Bounding box annotation records:
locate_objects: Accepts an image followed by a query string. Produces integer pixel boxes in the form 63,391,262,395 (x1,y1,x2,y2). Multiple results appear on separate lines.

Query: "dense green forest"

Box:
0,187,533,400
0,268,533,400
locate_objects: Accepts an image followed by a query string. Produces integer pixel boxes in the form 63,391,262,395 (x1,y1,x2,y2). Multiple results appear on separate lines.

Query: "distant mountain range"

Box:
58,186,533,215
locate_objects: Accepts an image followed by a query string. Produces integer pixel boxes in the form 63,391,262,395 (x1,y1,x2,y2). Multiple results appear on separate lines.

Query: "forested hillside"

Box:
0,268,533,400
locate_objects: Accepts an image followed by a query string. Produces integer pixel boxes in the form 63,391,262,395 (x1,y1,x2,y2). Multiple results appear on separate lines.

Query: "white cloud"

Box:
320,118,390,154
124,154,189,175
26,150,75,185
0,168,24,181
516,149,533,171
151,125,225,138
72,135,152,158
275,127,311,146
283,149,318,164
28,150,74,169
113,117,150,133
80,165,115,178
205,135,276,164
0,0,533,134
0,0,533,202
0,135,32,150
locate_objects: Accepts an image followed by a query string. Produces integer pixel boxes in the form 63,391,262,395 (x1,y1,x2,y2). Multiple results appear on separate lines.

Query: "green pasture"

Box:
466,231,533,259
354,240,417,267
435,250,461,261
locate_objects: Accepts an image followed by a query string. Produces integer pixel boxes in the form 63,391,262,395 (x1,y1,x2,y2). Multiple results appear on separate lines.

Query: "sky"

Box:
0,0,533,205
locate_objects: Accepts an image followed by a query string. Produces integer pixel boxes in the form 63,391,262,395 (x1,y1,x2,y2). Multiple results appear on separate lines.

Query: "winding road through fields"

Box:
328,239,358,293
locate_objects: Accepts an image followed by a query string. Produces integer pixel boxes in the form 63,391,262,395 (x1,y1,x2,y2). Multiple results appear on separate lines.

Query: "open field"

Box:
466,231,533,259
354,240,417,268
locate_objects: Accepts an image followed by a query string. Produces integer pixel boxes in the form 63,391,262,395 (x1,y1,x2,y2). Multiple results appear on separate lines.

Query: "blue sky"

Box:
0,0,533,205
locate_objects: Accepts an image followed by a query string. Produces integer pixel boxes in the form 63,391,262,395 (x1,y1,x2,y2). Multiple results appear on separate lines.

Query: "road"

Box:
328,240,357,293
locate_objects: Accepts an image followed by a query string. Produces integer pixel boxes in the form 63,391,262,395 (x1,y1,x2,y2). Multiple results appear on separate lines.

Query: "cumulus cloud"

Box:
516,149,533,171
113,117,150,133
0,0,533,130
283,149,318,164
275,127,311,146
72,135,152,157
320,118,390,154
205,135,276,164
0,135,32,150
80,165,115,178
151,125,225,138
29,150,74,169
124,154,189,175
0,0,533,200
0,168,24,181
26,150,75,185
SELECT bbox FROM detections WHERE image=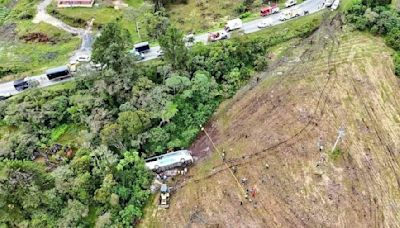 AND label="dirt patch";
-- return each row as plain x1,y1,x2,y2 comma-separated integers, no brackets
0,23,17,41
144,15,400,227
20,32,56,44
189,121,219,159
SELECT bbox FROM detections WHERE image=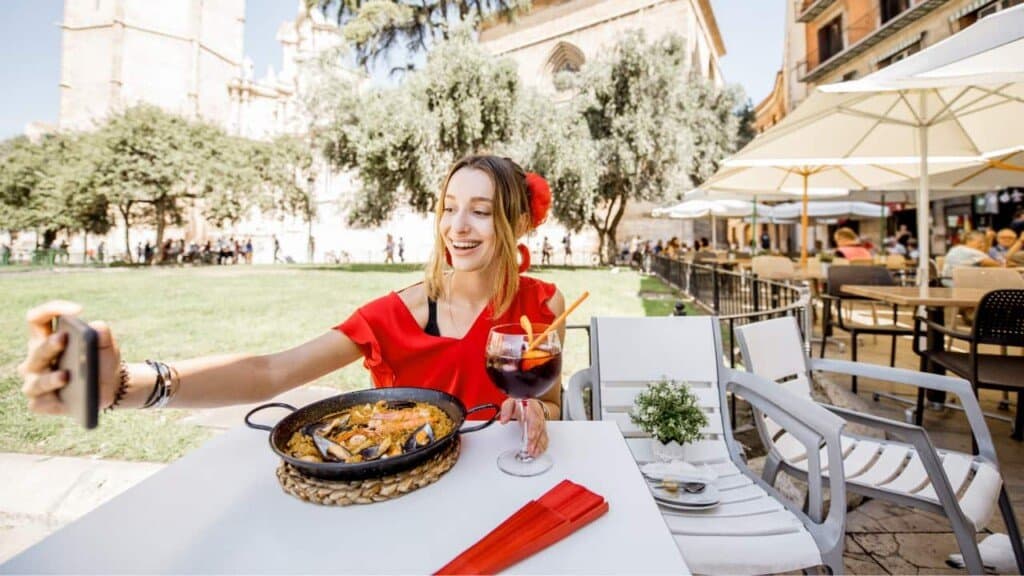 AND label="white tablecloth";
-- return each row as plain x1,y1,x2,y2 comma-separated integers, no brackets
0,416,689,574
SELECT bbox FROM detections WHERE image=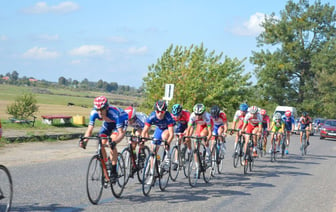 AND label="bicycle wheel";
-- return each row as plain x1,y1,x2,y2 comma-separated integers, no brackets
169,146,180,181
217,144,224,174
0,165,13,212
233,142,241,168
200,144,216,183
158,151,173,191
142,154,156,196
188,151,200,187
111,153,126,198
180,146,191,178
121,147,133,184
137,146,150,184
86,155,104,205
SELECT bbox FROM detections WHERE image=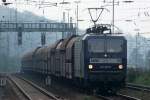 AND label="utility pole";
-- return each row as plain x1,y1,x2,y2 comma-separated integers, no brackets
75,1,80,34
112,0,115,33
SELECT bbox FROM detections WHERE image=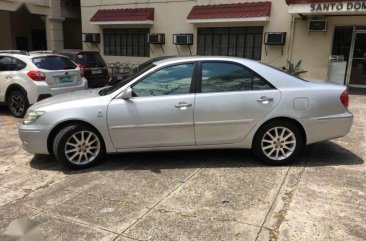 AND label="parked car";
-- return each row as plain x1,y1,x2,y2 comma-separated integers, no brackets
109,56,175,85
18,57,353,169
0,50,87,117
55,49,109,88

• **To do**: Rewrite the records from the start up to and including the line with "435,250,461,261", replacing "white cloud" with "cumulus cloud" and leaving everything else unchanged.

• **Written solution**:
locate_objects: Accepts an image followed by a query string. Produces integer pixel boxes in the form 63,391,262,395 (x1,y1,x2,y2). Multiple results appear on separate lines.

Query: "dense green forest"

Box:
0,187,533,400
0,268,533,400
locate_objects: Accepts an image followed by a query string. Produces integer pixel boxes in the form 63,391,262,395 (x1,y1,x2,y2). Multiple results appear on separate lines.

Query: "distant mountain range"

Box:
58,186,533,215
locate_objects: Accepts an image followed by a query string. Produces integer pixel boxes in the form 63,391,262,395 (x1,y1,x2,y2). Multiple results appear on separate lines.

Query: "forested hillside"

Box:
0,268,533,400
locate_objects: Accepts an image followed by a query string. Produces integer pixel boxes in the form 63,391,262,395 (x1,y1,x2,y2). Multiple results appear on separate lines.

Query: "cumulus cloud"

Box:
320,118,390,154
124,154,189,175
26,150,75,185
0,168,24,181
516,149,533,171
151,125,225,138
72,135,152,158
275,127,311,146
283,149,318,164
28,150,74,169
113,117,150,133
80,165,115,178
205,135,276,164
0,0,533,134
0,0,533,202
0,135,32,150
locate_objects: Accepts an image followed by a query string. Produces integer pixel boxes in the form 63,391,262,395 (x1,y1,x2,y2). Multiple results appear on separate lines.

Query: "green pasture"

Box:
466,231,533,259
354,240,417,267
435,250,461,261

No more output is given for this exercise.